Across the entries below, the lines containing "haze" should be counted and only their number returned.

*** Opening RECORD SET ***

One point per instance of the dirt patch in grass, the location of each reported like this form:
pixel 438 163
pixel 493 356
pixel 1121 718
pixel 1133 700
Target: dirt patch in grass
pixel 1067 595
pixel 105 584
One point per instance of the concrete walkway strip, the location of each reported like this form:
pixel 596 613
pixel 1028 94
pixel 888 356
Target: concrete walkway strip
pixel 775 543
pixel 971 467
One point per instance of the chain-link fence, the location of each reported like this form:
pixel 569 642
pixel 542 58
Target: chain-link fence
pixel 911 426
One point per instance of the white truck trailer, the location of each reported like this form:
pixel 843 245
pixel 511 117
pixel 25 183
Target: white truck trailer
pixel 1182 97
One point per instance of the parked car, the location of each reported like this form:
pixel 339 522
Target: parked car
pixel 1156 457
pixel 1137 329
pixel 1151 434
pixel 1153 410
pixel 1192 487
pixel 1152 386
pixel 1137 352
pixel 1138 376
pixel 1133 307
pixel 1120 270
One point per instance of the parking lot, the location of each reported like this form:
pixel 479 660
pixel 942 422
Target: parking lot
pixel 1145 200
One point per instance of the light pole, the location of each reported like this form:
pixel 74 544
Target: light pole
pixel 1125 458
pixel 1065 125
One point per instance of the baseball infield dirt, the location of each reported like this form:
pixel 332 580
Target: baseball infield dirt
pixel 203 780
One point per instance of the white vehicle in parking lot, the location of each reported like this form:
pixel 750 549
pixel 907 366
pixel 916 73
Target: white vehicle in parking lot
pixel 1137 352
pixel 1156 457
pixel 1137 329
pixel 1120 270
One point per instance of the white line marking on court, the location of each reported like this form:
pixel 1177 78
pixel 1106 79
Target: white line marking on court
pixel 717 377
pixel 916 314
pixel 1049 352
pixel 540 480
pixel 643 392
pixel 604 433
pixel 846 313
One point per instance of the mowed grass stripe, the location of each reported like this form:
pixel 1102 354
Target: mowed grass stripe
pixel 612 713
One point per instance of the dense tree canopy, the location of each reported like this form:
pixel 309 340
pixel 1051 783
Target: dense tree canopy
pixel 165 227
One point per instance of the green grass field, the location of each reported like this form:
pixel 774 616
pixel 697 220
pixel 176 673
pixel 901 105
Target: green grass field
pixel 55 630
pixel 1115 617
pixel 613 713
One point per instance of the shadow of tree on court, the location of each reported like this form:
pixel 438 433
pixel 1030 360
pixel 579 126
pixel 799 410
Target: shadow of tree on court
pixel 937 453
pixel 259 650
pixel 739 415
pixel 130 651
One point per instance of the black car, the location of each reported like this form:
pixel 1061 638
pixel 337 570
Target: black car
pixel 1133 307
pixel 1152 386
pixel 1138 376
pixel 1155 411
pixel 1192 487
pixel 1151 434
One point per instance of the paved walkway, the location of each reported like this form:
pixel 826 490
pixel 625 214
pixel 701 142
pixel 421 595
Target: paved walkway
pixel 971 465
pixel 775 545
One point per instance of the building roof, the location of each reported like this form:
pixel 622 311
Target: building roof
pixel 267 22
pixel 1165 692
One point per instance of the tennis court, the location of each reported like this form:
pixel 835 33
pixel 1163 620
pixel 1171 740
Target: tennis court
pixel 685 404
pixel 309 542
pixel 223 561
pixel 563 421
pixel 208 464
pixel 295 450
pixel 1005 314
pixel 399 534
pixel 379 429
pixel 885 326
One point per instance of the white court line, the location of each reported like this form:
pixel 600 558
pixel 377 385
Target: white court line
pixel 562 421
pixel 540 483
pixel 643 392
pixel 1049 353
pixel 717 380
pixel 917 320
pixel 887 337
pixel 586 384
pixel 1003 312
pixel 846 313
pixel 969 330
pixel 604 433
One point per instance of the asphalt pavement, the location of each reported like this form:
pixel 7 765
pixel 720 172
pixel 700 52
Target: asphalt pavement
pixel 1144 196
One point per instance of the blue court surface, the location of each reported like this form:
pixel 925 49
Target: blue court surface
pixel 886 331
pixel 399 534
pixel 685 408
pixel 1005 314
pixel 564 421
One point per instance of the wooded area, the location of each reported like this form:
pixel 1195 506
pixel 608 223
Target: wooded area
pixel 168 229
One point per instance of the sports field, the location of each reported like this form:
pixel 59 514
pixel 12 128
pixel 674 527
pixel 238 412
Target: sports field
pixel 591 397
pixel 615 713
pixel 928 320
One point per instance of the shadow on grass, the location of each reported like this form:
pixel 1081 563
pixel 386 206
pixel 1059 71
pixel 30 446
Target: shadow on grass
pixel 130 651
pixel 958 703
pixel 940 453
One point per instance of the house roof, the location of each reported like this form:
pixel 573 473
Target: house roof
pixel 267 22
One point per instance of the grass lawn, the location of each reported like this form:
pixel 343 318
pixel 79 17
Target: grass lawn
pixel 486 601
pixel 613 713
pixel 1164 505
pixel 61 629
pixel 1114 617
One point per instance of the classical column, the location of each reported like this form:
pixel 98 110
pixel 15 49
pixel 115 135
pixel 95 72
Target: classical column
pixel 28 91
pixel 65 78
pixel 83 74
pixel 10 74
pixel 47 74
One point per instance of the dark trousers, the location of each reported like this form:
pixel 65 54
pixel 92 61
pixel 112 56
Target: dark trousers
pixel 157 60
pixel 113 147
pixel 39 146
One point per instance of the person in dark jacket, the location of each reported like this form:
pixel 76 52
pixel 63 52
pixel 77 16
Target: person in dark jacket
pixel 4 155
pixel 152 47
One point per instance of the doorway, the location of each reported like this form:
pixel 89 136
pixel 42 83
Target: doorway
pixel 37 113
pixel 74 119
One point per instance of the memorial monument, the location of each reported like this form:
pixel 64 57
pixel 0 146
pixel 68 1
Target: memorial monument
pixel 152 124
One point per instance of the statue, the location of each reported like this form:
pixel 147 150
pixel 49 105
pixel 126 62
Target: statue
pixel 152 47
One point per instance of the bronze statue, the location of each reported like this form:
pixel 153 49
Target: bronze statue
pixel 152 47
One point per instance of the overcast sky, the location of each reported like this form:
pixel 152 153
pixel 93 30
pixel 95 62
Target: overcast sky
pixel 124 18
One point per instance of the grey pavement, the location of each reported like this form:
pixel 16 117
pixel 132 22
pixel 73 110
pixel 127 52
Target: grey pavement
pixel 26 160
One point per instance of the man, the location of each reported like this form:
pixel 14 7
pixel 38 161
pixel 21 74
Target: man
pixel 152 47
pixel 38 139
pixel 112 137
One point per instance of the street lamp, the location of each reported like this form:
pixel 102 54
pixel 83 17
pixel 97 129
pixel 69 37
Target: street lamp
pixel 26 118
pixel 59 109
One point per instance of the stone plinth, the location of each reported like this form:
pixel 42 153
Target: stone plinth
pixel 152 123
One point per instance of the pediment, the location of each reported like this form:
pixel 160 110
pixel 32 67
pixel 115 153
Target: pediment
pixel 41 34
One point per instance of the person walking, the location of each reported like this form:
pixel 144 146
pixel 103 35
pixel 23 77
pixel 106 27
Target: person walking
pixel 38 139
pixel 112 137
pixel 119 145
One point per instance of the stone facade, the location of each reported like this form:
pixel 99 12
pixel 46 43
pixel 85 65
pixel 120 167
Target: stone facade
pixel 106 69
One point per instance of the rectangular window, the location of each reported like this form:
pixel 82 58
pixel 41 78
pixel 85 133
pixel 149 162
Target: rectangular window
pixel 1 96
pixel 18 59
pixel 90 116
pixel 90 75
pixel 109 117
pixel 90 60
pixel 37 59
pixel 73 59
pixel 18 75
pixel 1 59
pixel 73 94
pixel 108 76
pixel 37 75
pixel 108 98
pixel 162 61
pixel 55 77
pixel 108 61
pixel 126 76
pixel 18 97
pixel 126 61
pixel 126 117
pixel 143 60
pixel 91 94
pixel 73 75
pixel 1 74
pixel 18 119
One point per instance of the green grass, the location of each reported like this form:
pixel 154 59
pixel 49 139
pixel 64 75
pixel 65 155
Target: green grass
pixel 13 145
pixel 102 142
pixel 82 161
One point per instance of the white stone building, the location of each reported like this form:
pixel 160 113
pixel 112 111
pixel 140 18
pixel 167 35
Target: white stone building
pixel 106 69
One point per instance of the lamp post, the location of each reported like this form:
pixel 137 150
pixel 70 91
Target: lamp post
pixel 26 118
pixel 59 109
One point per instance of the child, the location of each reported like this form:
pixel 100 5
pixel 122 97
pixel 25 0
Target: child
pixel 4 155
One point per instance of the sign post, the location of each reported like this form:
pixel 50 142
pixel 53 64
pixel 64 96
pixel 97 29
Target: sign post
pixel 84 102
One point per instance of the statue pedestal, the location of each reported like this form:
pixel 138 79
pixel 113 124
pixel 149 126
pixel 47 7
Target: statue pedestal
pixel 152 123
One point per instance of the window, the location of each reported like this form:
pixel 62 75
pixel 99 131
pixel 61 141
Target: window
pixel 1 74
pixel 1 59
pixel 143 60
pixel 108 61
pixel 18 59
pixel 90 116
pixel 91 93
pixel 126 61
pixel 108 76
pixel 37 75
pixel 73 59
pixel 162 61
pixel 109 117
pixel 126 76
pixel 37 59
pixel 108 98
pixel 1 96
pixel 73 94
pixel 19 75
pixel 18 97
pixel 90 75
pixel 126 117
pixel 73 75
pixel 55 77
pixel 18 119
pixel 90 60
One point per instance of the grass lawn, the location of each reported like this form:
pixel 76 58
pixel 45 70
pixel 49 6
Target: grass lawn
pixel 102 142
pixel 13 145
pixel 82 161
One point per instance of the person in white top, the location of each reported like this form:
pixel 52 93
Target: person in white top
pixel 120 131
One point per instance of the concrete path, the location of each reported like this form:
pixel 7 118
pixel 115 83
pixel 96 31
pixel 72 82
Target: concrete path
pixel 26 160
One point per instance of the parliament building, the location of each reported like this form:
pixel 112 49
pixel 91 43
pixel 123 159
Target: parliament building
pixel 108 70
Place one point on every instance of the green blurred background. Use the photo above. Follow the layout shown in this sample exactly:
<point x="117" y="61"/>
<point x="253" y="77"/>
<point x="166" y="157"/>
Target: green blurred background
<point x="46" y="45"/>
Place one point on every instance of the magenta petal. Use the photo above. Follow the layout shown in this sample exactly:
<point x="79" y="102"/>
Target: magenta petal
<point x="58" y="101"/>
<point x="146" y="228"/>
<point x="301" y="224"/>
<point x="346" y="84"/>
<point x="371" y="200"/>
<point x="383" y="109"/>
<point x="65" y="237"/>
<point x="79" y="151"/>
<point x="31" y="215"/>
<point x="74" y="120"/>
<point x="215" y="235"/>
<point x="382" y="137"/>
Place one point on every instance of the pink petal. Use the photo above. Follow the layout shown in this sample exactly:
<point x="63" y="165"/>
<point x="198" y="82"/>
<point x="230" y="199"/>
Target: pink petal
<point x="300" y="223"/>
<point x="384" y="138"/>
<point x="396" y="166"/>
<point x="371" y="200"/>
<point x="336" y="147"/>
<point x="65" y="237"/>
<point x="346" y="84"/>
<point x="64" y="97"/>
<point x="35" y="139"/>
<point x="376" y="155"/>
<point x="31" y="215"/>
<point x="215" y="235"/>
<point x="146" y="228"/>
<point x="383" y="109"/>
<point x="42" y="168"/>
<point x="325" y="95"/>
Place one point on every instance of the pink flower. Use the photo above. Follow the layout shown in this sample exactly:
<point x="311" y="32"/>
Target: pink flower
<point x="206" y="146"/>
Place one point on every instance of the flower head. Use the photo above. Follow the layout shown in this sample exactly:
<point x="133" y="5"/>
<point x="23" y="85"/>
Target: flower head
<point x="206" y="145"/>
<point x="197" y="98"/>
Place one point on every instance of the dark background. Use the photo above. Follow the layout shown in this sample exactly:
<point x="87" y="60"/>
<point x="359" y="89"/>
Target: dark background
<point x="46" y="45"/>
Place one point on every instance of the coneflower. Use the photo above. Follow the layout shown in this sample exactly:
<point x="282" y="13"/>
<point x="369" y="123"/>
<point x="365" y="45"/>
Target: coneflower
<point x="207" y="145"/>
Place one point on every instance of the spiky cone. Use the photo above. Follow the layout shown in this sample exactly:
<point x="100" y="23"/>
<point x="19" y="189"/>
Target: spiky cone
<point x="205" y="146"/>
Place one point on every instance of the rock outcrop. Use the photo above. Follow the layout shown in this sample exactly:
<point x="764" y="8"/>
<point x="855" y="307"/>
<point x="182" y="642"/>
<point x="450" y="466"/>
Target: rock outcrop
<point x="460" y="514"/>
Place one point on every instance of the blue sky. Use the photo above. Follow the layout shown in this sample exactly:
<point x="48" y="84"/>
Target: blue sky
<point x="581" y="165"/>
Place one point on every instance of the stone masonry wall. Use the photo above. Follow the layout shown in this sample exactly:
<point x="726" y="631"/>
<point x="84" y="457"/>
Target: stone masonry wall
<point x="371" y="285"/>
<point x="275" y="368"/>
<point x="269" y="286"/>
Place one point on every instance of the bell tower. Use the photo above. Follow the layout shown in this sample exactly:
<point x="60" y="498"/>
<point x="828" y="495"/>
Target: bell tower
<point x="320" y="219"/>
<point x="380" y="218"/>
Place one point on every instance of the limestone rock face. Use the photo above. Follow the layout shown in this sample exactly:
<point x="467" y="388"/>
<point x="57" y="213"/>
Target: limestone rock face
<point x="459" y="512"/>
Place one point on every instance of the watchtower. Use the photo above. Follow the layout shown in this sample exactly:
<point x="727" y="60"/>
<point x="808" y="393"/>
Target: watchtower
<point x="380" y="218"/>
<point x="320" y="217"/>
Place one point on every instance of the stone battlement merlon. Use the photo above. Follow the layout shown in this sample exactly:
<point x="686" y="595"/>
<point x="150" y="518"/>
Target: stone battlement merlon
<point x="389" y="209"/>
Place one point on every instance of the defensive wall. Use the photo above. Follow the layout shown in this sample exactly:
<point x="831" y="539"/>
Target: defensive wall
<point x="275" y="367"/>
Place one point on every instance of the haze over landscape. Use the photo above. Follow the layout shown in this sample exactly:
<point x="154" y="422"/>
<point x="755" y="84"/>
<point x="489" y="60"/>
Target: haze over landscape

*** Closing RECORD SET ***

WRITTEN SOLUTION:
2